### [Text segment]

· · ·

Next, you may recall that last year we came within a handful of students of meeting what’s been a long-time institutional goal of increasing the new, full-time freshmen enrollment to 500 students.
This year, I’m extremely pleased to report that we have met that goal and exceeded by a wide margin; the year began with 578 new, full-time freshmen.
And for the first time in school history, we surpassed the 5,000-mark in overall student enrollment. Including undergraduate, graduate, ADCaP and online, we now have 5,217 students. This marks the 19th time in the last 20 years that our institution has set an enrollment record.
Whether you’ve been with Incarnate Word for many years, or are a new member of the community, pause a moment to consider the following: The current number of full-time freshmen and transfer students alone is now greater than the entire full-time enrollment of Incarnate Word in 1985.
Growth, or rather lack of it, is something that a number of other private universities continue to struggle with. Yet, our enrollment has increased by more than 40 percent since 2000, and by more than 300 percent in the last 20 years.

· · ·

Records from a dataset:
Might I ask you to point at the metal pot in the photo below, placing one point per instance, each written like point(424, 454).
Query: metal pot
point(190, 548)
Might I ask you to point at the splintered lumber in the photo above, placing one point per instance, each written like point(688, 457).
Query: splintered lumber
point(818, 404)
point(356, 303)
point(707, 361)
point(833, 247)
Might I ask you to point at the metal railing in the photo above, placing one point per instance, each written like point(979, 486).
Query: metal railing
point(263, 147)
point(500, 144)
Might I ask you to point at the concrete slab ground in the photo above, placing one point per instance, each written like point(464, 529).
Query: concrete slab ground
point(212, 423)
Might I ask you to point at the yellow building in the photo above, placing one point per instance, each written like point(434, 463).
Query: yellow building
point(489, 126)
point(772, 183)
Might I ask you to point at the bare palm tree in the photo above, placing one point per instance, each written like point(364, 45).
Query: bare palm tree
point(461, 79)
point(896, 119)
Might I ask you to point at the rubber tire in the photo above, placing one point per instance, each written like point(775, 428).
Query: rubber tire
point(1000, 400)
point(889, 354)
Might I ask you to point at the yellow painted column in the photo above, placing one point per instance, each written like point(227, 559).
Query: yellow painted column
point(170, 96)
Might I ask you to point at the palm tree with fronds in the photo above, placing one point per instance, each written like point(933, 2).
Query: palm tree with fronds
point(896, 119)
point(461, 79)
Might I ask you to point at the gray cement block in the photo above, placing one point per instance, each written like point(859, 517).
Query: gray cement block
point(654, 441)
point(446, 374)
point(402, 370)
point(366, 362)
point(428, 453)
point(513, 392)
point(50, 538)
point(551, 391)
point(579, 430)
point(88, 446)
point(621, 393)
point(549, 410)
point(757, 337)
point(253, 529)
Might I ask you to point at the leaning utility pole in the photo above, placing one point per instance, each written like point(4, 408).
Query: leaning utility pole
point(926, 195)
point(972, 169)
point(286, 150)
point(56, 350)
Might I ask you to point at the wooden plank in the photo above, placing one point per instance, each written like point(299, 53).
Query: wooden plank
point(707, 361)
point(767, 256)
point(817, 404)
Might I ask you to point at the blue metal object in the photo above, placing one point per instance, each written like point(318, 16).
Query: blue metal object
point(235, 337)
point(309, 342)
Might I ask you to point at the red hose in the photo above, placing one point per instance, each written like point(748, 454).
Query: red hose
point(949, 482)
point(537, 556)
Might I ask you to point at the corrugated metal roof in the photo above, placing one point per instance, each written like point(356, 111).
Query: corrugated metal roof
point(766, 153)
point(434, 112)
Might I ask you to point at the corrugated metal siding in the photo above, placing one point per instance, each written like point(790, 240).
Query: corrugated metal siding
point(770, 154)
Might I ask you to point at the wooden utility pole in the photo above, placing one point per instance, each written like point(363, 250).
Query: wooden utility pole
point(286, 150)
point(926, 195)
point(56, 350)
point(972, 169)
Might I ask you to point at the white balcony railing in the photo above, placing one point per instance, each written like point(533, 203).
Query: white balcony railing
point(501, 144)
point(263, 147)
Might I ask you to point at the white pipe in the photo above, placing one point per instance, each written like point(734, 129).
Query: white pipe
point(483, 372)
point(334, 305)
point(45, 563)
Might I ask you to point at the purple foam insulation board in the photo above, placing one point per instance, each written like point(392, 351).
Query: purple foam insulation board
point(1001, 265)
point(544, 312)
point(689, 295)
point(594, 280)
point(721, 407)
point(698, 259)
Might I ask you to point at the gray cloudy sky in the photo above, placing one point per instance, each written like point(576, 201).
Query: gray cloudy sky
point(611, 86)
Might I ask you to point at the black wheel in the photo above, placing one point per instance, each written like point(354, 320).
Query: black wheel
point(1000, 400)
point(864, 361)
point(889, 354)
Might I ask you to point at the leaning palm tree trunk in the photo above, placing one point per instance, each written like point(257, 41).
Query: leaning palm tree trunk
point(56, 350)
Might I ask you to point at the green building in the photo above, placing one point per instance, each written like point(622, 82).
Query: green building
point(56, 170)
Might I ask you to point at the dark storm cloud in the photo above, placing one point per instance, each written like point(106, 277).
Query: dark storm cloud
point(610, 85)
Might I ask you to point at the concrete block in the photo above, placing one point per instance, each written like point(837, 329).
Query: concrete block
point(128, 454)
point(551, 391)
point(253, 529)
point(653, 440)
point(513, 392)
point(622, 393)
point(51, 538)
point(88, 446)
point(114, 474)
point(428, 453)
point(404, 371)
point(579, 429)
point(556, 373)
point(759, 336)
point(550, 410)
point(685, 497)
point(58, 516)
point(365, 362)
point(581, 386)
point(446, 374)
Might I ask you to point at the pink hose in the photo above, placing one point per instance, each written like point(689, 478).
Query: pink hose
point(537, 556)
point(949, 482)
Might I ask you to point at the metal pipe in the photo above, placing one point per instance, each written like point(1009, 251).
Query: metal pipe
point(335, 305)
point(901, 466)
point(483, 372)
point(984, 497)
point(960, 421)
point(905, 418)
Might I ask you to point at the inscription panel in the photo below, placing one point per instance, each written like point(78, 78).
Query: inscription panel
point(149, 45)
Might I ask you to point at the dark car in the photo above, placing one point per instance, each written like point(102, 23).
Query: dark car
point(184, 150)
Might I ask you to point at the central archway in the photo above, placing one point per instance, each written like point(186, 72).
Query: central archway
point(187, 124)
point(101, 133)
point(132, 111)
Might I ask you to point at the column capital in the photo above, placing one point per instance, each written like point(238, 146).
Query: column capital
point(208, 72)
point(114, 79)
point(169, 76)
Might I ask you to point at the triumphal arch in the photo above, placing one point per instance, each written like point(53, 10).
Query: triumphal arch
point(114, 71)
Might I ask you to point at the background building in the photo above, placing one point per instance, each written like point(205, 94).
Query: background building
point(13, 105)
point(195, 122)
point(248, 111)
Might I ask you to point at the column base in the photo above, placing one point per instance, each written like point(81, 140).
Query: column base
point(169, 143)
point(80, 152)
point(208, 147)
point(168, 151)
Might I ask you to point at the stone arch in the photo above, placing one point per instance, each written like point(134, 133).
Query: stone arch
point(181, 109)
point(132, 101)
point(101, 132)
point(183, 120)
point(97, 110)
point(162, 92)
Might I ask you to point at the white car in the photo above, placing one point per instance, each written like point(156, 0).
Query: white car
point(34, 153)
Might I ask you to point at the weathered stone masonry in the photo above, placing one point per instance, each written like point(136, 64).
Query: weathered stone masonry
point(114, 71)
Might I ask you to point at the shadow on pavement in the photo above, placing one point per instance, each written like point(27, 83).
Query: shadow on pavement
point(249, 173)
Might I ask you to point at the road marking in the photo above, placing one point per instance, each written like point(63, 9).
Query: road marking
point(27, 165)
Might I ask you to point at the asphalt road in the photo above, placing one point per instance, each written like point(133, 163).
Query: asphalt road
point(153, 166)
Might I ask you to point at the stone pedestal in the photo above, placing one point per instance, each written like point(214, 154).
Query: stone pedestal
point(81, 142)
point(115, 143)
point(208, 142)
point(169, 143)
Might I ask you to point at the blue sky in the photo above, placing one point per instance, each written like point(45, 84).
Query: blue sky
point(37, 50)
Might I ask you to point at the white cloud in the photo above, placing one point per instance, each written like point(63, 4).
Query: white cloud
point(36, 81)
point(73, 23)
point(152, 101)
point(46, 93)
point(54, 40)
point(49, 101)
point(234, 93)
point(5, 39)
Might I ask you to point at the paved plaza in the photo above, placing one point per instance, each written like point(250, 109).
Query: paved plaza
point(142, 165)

· · ·

### [Work instruction]
Please carry on the passage about Incarnate Word's enrollment growth, starting after its final sentence.

### [Response below]
Before continuing, let me share some good news with you related to the enrollment growth. Next week, I will submit a recommendation to the Board of Trustees for its consideration at the Board meeting on Oct. 6 that all eligible employees be awarded a 2 percent cost-of-living raise, effective Nov. 1. This raise will be in addition to the merit and equity raises that were awarded on June 1.
As a tuition-dependent institution, the growth in enrollment is important because it provides us with the flexibility to do a number of things. One of the most important is limiting increases in tuition.
Studies have shown that our tuition increases during the past few years have been below the average for similar private universities in the state. That’s one of the reasons we continue to be in the position of being able to offer a quality education at an affordable price, which allows us to meet our mission of offering educational access to populations historically underserved by higher education.
What recent history has also taught us is that we mustn’t be complacent by resting on past laurels, and that it’s prudent to always be planning ahead.
That brings us to one of the themes for 2005-2006: communications. As our universe continues to expand, it’s vital that we preserve strong lines of communication in order to maintain harmony and achieve our institutional goals.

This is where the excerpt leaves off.